What you have to do: Lines below containing the word "instance" should be copied out.

Stored data:
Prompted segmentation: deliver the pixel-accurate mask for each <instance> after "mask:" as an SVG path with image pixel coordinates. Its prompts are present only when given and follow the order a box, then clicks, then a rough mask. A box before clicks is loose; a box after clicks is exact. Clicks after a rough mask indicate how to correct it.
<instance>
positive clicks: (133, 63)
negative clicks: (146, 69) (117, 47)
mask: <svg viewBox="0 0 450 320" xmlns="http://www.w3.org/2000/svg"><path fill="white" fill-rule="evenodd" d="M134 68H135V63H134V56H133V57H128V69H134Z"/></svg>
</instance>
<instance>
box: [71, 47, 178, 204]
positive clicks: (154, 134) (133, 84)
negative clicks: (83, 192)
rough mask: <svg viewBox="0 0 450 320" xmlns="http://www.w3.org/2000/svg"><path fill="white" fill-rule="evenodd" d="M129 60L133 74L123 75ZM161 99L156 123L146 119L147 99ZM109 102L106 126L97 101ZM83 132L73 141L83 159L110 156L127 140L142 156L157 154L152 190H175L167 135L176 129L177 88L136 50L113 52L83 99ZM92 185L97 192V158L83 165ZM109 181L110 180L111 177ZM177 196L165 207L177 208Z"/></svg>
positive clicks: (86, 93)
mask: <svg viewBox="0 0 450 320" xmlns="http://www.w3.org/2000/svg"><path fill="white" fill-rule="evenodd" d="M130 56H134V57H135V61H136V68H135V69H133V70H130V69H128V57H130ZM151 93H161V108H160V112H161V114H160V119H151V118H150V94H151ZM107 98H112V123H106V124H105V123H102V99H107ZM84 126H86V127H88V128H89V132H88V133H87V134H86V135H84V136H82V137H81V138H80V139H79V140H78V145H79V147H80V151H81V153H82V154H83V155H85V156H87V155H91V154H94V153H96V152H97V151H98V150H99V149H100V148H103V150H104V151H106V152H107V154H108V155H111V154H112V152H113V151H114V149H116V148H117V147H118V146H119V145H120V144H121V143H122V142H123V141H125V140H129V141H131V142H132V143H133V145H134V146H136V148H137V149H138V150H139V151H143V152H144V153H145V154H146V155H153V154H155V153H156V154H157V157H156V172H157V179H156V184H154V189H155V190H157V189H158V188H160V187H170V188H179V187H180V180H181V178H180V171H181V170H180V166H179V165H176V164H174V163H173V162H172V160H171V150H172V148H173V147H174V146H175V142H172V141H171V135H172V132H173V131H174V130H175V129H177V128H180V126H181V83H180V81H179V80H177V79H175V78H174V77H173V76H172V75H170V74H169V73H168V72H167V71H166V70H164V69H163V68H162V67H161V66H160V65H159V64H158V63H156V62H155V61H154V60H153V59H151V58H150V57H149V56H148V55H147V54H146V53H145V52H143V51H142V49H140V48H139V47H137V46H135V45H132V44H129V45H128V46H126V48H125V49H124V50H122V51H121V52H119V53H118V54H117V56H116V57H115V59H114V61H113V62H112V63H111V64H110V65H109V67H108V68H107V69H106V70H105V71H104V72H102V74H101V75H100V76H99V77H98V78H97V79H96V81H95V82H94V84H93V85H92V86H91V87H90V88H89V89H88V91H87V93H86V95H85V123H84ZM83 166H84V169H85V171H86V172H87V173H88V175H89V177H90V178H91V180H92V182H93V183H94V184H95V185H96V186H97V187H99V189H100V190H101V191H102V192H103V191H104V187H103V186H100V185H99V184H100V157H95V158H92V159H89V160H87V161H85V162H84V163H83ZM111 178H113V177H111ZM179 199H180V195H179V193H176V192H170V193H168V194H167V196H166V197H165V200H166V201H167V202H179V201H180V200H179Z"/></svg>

Your solution:
Prompted segmentation: deliver the pixel-accurate mask for each <instance> after "mask:" as an SVG path with image pixel coordinates. Its prompts are present only when given and follow the order a box, then clicks, then a rough mask. A box before clicks is loose; a box after clicks is exact. Clicks after a rough mask indicate how to correct it.
<instance>
</instance>
<instance>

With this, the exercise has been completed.